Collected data
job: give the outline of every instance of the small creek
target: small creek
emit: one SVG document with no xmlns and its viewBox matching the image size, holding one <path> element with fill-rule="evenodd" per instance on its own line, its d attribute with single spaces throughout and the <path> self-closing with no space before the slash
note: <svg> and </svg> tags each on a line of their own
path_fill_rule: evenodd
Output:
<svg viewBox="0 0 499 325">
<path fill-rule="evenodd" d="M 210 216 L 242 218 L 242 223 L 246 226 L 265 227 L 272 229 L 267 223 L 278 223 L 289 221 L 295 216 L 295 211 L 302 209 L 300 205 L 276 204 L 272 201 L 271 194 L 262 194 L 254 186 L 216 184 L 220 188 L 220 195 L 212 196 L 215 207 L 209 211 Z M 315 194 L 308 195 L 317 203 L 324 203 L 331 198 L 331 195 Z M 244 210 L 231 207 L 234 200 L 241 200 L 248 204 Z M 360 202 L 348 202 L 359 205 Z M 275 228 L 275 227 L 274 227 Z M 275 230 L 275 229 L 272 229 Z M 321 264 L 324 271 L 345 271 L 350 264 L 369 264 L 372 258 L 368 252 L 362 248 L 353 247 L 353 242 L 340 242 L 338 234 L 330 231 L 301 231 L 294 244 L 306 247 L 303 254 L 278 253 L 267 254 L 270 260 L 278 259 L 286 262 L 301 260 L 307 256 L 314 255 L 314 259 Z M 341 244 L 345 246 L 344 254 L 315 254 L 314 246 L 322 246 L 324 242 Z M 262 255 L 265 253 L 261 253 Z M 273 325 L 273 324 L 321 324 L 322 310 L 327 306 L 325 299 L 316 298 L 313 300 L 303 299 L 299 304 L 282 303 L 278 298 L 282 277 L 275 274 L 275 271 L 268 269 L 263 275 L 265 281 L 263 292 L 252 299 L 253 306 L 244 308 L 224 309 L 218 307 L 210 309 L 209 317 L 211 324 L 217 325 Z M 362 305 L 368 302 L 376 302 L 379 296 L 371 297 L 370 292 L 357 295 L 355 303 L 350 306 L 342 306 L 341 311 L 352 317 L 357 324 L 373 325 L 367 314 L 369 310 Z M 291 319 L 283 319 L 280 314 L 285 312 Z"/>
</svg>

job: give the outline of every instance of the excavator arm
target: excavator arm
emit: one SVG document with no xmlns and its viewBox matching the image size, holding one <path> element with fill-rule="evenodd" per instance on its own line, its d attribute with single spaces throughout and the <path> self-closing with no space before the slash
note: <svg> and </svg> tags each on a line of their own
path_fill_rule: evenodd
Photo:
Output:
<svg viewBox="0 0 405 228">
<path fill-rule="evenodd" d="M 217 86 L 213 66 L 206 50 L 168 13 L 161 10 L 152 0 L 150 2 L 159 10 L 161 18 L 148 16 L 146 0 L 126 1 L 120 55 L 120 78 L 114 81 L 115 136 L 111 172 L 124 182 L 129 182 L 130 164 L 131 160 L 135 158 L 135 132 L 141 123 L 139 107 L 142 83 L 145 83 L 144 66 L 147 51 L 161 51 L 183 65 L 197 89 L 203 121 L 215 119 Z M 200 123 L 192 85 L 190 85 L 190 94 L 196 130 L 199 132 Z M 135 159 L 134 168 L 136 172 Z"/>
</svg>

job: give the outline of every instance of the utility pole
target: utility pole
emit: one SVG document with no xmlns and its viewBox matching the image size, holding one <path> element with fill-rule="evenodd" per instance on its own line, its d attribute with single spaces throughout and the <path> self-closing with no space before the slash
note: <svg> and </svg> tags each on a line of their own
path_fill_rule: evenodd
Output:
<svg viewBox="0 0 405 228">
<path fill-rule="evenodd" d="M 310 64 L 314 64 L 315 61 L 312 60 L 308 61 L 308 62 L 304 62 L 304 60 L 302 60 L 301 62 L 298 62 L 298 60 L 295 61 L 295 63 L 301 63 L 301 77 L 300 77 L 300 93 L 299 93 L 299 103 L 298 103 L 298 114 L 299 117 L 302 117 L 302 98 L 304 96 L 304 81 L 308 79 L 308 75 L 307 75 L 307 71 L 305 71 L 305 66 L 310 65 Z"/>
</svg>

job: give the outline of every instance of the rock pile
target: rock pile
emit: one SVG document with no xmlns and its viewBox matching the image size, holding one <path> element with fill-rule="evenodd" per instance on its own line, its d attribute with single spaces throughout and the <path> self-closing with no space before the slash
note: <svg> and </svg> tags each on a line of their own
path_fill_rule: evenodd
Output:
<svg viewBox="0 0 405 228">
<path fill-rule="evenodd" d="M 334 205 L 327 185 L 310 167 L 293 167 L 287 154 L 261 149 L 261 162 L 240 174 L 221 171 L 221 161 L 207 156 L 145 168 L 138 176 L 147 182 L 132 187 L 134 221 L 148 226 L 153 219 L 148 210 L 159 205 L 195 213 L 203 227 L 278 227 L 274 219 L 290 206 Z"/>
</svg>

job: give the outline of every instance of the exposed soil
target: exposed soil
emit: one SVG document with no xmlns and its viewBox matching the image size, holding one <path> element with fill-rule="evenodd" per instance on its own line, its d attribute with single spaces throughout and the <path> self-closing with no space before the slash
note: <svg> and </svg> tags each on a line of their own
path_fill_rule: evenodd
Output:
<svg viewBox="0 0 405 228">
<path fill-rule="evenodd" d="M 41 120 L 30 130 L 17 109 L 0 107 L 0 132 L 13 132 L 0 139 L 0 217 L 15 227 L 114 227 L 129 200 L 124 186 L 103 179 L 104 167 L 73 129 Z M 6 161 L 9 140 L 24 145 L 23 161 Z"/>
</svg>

• **Assignment**: If a line of the entries above holds the word "pile", count it; report only how many such lines there are.

• **Output of the exercise**: 2